[Referring expression data]

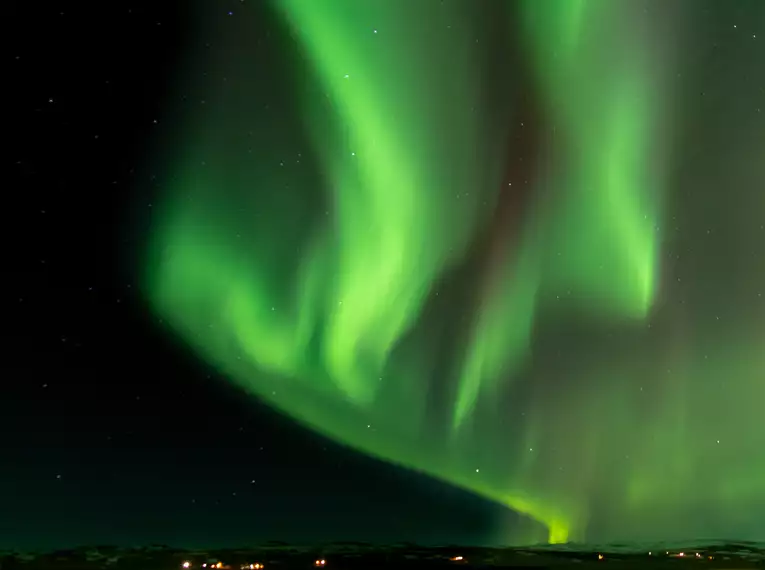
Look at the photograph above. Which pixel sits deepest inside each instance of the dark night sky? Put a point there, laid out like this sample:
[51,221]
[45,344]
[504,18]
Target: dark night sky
[110,432]
[114,432]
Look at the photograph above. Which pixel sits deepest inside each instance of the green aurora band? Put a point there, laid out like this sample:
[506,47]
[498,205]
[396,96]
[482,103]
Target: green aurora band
[325,297]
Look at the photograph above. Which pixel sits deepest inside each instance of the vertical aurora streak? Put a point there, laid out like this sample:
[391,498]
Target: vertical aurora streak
[587,390]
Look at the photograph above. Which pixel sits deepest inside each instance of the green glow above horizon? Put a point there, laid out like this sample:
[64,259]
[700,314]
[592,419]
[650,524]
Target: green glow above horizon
[316,291]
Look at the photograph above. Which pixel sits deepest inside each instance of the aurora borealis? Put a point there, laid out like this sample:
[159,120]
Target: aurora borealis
[505,244]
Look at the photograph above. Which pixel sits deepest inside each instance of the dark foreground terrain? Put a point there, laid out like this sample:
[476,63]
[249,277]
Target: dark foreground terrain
[352,556]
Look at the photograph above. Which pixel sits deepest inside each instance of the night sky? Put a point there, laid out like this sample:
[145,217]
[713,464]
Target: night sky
[434,271]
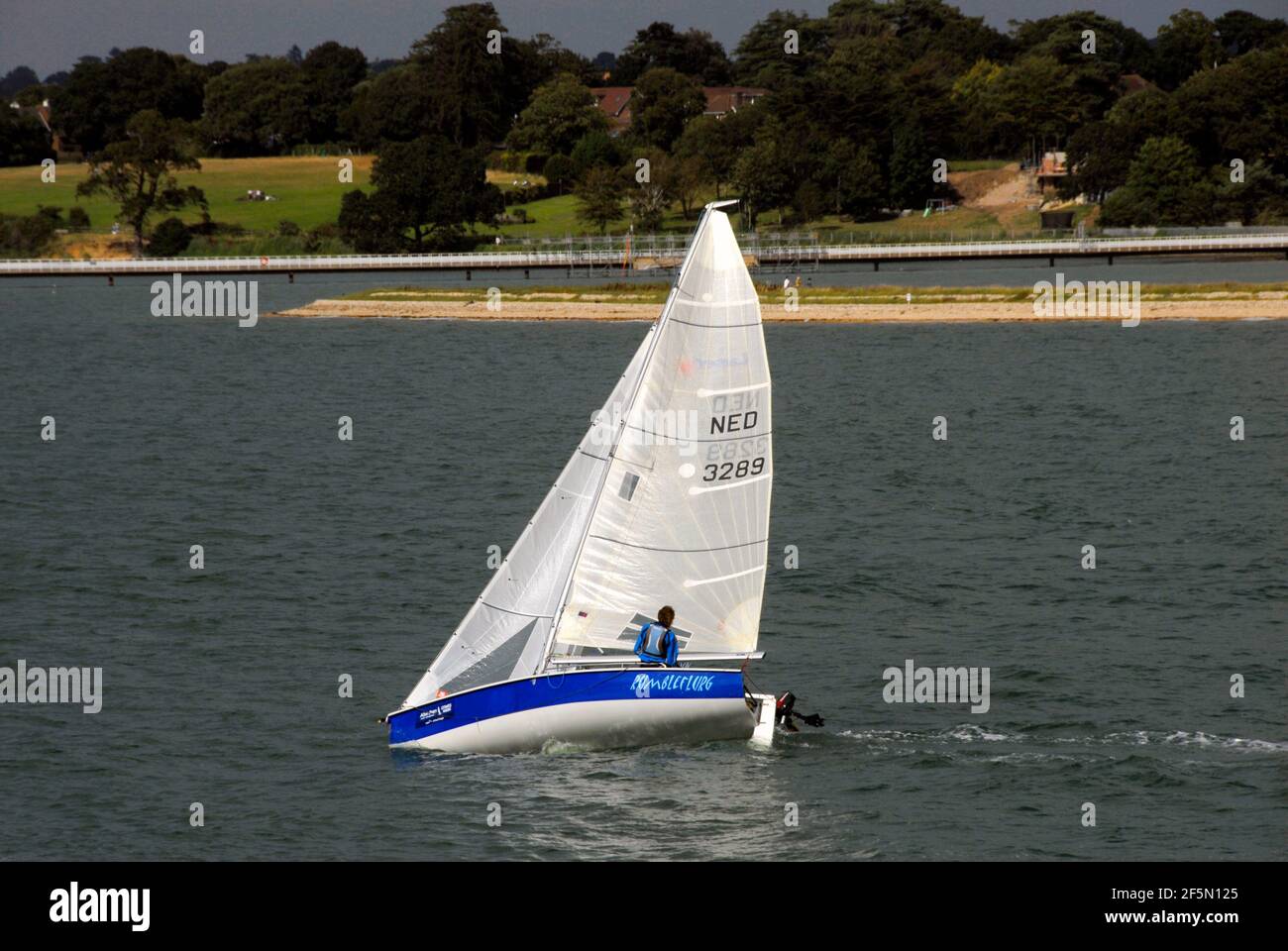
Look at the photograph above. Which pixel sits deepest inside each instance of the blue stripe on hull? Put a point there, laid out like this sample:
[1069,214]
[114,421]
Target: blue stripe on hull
[640,686]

● What is being asked
Pictures aside, every entry above must be repeated exactly.

● Solution to this task
Look at the photograph above. Which pixel sits deepest inside each instance of the dark night sky? Put a point there, laid out like this sample:
[51,221]
[45,344]
[504,18]
Target: dark night sky
[110,432]
[114,432]
Look at the photograph above. Which pixel sits deepest inside each instance of the green aurora band? Put a point there, laid out like this sample:
[506,47]
[498,205]
[396,96]
[482,103]
Target: green aurora band
[325,297]
Look at the photograph above. Which pixel sits deepest inside each instance of the vertical aurora streak? Put a point there, laid out like this sample:
[391,498]
Target: vertical aurora streak
[587,390]
Look at the photograph above. Which pixel sits deepest inside each instance of the green glow above horizon? Put a point there, laid out like this sample:
[64,259]
[700,314]
[592,419]
[650,524]
Target: green glow above horizon
[316,291]
Look at the photograph above. Which pixel sits deepest inside each instance of the aurora borealis? Put a point there, laid out like this sample:
[159,120]
Target: aurora borealis
[505,244]
Look at the photograph above. Which pixel sits deepest inside each instance of the dark foreground terrain? Put a point there, laid out like this sample:
[476,63]
[249,277]
Target: dark foreground terrain
[352,556]
Look at the photograph above. Which pixel sits deepest inside each instance of the night sky? Put a point there, laid out like this sample:
[145,217]
[713,464]
Target: night sky
[434,271]
Look at the photograph above. Which pixel sits deepest inside each instance of the blue stripe on hull? Put a point there, laid out like this sample:
[1069,214]
[114,421]
Target: blue stripe on hull
[640,686]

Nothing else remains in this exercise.